(RECORD EXTRACTS)
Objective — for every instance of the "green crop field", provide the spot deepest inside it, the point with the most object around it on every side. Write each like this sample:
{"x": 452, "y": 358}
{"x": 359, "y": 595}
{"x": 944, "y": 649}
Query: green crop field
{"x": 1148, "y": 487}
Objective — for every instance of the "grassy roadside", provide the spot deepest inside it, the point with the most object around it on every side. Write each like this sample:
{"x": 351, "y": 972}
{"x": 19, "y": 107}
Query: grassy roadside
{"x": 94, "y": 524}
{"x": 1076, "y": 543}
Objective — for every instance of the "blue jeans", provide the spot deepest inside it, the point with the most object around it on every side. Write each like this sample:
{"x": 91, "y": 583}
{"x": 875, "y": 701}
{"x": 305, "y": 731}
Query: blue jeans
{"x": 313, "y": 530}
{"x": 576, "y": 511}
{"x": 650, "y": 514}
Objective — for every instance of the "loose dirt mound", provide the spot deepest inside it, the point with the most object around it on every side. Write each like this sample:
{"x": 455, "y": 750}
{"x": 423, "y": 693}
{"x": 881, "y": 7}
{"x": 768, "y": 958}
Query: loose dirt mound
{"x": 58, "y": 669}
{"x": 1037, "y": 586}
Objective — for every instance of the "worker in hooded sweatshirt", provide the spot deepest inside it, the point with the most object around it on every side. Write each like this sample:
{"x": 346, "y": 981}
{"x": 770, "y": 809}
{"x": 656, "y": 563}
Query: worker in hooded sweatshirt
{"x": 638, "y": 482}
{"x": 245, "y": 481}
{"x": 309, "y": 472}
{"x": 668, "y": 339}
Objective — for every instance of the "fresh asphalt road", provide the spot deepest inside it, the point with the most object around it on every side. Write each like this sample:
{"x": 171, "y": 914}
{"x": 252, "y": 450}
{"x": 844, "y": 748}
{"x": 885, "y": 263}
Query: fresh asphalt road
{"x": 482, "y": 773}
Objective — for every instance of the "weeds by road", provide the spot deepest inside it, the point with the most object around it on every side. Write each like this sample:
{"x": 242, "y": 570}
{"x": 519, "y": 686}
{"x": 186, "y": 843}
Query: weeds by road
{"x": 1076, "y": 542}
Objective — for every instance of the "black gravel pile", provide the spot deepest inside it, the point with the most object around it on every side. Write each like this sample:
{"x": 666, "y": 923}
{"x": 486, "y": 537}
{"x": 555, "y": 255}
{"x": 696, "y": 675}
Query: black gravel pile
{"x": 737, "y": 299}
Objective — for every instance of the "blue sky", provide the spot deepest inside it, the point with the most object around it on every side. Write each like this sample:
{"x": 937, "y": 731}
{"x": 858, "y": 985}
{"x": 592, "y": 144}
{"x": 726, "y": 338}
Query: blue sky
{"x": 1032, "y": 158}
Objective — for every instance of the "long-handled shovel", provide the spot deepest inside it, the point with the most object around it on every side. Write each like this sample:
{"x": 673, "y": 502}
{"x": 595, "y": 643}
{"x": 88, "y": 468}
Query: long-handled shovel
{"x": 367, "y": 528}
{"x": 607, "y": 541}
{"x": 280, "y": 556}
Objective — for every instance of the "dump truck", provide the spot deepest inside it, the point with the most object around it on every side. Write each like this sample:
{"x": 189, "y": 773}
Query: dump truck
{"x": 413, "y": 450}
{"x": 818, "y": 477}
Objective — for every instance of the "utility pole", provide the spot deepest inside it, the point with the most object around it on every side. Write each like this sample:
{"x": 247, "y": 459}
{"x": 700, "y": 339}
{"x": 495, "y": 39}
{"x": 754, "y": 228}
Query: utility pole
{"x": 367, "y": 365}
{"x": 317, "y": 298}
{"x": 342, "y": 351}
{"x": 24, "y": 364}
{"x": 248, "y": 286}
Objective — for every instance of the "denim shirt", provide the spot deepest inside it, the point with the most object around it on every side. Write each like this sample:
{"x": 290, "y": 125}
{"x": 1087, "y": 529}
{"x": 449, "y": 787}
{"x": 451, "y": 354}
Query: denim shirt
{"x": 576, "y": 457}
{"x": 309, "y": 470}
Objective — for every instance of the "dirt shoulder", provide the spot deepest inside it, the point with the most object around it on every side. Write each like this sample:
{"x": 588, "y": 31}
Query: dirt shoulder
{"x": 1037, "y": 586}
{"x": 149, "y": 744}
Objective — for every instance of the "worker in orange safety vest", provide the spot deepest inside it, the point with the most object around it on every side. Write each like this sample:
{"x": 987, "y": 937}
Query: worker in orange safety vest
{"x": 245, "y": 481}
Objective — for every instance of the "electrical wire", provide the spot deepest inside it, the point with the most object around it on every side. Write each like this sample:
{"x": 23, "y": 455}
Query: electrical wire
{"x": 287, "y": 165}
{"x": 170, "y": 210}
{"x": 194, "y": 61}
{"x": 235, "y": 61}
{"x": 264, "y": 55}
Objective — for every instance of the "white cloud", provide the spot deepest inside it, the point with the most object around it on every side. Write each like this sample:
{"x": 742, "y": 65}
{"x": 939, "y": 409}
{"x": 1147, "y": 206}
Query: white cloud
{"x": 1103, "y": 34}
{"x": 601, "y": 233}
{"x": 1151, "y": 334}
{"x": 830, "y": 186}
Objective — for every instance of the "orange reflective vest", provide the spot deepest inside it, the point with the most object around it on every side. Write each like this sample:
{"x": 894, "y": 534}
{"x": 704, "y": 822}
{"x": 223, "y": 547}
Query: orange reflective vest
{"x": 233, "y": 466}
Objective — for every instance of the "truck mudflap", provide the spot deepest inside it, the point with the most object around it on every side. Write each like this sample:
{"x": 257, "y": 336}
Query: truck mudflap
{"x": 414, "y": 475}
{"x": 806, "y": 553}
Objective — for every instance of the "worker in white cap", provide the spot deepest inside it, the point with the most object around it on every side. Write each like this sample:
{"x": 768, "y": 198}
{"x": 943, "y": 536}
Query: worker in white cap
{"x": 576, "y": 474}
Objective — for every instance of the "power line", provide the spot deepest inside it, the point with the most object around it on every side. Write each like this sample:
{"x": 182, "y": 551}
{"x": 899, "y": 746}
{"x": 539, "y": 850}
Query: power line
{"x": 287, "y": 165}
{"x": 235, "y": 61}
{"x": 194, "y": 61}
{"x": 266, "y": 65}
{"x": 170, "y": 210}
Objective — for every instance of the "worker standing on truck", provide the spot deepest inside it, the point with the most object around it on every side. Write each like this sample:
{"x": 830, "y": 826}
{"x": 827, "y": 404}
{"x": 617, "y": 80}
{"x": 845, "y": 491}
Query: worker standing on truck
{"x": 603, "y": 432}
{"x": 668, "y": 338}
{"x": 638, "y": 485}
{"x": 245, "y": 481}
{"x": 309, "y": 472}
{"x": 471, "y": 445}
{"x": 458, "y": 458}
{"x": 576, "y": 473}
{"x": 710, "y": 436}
(End RECORD EXTRACTS)
**TASK GOAL:**
Each of the entries above should be written out again exactly.

**REPLY:**
Objective — for every instance of the "green crop field", provide the spot deepest inside it, the point with the most object around it on every side. Write each like this sample:
{"x": 452, "y": 358}
{"x": 359, "y": 595}
{"x": 944, "y": 649}
Query: green crop field
{"x": 1148, "y": 487}
Objective — for every instance of the "grassy roadside", provide the spot deepest inside it, the point with the most object around it on every side. Write each like this sample:
{"x": 351, "y": 972}
{"x": 19, "y": 107}
Query: grassy roadside
{"x": 94, "y": 524}
{"x": 1076, "y": 543}
Objective — for every instance of the "blue jeans", provide the spot deepest inside it, the point with the most object around it on every side. Write each like this sample:
{"x": 91, "y": 583}
{"x": 875, "y": 701}
{"x": 305, "y": 731}
Query: blue jeans
{"x": 313, "y": 530}
{"x": 576, "y": 511}
{"x": 650, "y": 514}
Objective — for every instance of the "loose dirt mound", provide the spot deepest inside it, the point with the most object around it on every side. Write each like this sample:
{"x": 455, "y": 750}
{"x": 423, "y": 693}
{"x": 881, "y": 7}
{"x": 768, "y": 958}
Query: loose dirt mound
{"x": 58, "y": 669}
{"x": 1037, "y": 586}
Objective — for every instance of the "worker in hooded sweatshirt", provide the spot deepest inside it, the point with the most object around it on every side. Write each like this sample:
{"x": 346, "y": 981}
{"x": 770, "y": 809}
{"x": 656, "y": 563}
Query: worker in hooded sweatshirt
{"x": 638, "y": 482}
{"x": 245, "y": 481}
{"x": 309, "y": 472}
{"x": 668, "y": 339}
Objective — for every instance of the "fresh asphalt road", provide the spot deepest inside it, the point with the most object around it on every side. Write each like this sample:
{"x": 171, "y": 914}
{"x": 252, "y": 450}
{"x": 844, "y": 748}
{"x": 885, "y": 263}
Query: fresh asphalt road
{"x": 482, "y": 773}
Objective — for every instance of the "weeds by road", provide the spot deepest inside it, the point with the most object around it on every side. Write each like this sample:
{"x": 242, "y": 570}
{"x": 519, "y": 686}
{"x": 186, "y": 843}
Query: weeds by road
{"x": 1076, "y": 542}
Objective — for every instance of the "black gravel pile", provide the spot deepest inside it, the point with the most object around it on every side. Write each like this sample:
{"x": 666, "y": 923}
{"x": 486, "y": 537}
{"x": 555, "y": 255}
{"x": 696, "y": 675}
Query: black gravel pile
{"x": 737, "y": 299}
Objective — for every instance of the "blue sky", provide the spot deepest inside it, the point with the most object around it on every side. Write each like this sample:
{"x": 937, "y": 731}
{"x": 858, "y": 985}
{"x": 592, "y": 144}
{"x": 726, "y": 338}
Query: blue sky
{"x": 1032, "y": 158}
Objective — for every instance of the "long-handled shovel", provide the spot deepest inside it, the point with the most object around it on every side. Write each like this sample:
{"x": 673, "y": 502}
{"x": 595, "y": 643}
{"x": 88, "y": 468}
Query: long-handled shovel
{"x": 367, "y": 528}
{"x": 607, "y": 541}
{"x": 280, "y": 556}
Objective — for every instance of the "dump truck", provide the spot deepest inside it, the point with the most object around it on every side. Write each like this sample:
{"x": 189, "y": 773}
Query: dump truck
{"x": 413, "y": 450}
{"x": 818, "y": 477}
Objective — for every instance of the "utility pole", provide the spot deepest inside it, the point with the most object around it on every side. Write each like this sample:
{"x": 247, "y": 459}
{"x": 700, "y": 339}
{"x": 495, "y": 39}
{"x": 754, "y": 228}
Query: utility pole
{"x": 367, "y": 365}
{"x": 317, "y": 298}
{"x": 342, "y": 351}
{"x": 24, "y": 364}
{"x": 248, "y": 286}
Objective — for every instance of the "denim shirt", provide the spot deepest inside it, the point with the most object around it on every side. Write each like this sample:
{"x": 290, "y": 125}
{"x": 1087, "y": 529}
{"x": 449, "y": 787}
{"x": 451, "y": 354}
Query: denim shirt
{"x": 576, "y": 457}
{"x": 309, "y": 470}
Objective — for every instance of the "dirt shoulder", provide the spot deepest inside it, the point with the most object around it on every side. Write each like this sample:
{"x": 588, "y": 31}
Query: dirt shoulder
{"x": 1037, "y": 586}
{"x": 149, "y": 744}
Objective — for every instance of the "worker in orange safety vest", provide the spot deepest inside it, the point with the most object around it on every side. Write each like this sample:
{"x": 987, "y": 937}
Query: worker in orange safety vest
{"x": 245, "y": 481}
Objective — for every instance of the "electrical wire", provide the spot deepest inside it, the point with the most object around it on every side. Write each like this sample:
{"x": 23, "y": 455}
Query: electrical wire
{"x": 287, "y": 165}
{"x": 170, "y": 210}
{"x": 194, "y": 61}
{"x": 235, "y": 61}
{"x": 264, "y": 55}
Objective — for every instance of the "white cloud", provide the spot deepest inside it, the point with the most object around it on every side. Write each like this sample:
{"x": 742, "y": 65}
{"x": 939, "y": 409}
{"x": 1147, "y": 206}
Query: white cloud
{"x": 1103, "y": 34}
{"x": 601, "y": 233}
{"x": 1151, "y": 334}
{"x": 830, "y": 186}
Objective — for every instance of the "orange reflective vest", provide the spot deepest inside it, the point with the most object around it on every side. Write each like this sample:
{"x": 894, "y": 534}
{"x": 704, "y": 822}
{"x": 223, "y": 547}
Query: orange reflective vest
{"x": 233, "y": 466}
Objective — for every instance of the "truck mudflap", provide the spot deepest inside it, the point with the most object around it on every side. Write each like this sample:
{"x": 257, "y": 336}
Query: truck mudflap
{"x": 414, "y": 475}
{"x": 806, "y": 553}
Objective — for every instance of the "worker in white cap", provide the spot deepest inside it, the point with the most object around it on every side. Write each like this sample:
{"x": 768, "y": 198}
{"x": 943, "y": 536}
Query: worker in white cap
{"x": 576, "y": 474}
Objective — for every instance of the "power line", provide the spot deepest inside it, the point with the most object around it on every side. Write each like this sample:
{"x": 182, "y": 551}
{"x": 899, "y": 746}
{"x": 539, "y": 850}
Query: power line
{"x": 287, "y": 165}
{"x": 235, "y": 61}
{"x": 194, "y": 61}
{"x": 266, "y": 65}
{"x": 170, "y": 210}
Objective — for every instance of the "worker standing on truck", provide the spot deepest inside it, the point with the most object around it on every side. Write each like this sample:
{"x": 830, "y": 826}
{"x": 827, "y": 404}
{"x": 617, "y": 80}
{"x": 845, "y": 491}
Query: worker standing on truck
{"x": 603, "y": 432}
{"x": 668, "y": 338}
{"x": 638, "y": 485}
{"x": 245, "y": 481}
{"x": 309, "y": 472}
{"x": 471, "y": 445}
{"x": 458, "y": 458}
{"x": 576, "y": 473}
{"x": 710, "y": 436}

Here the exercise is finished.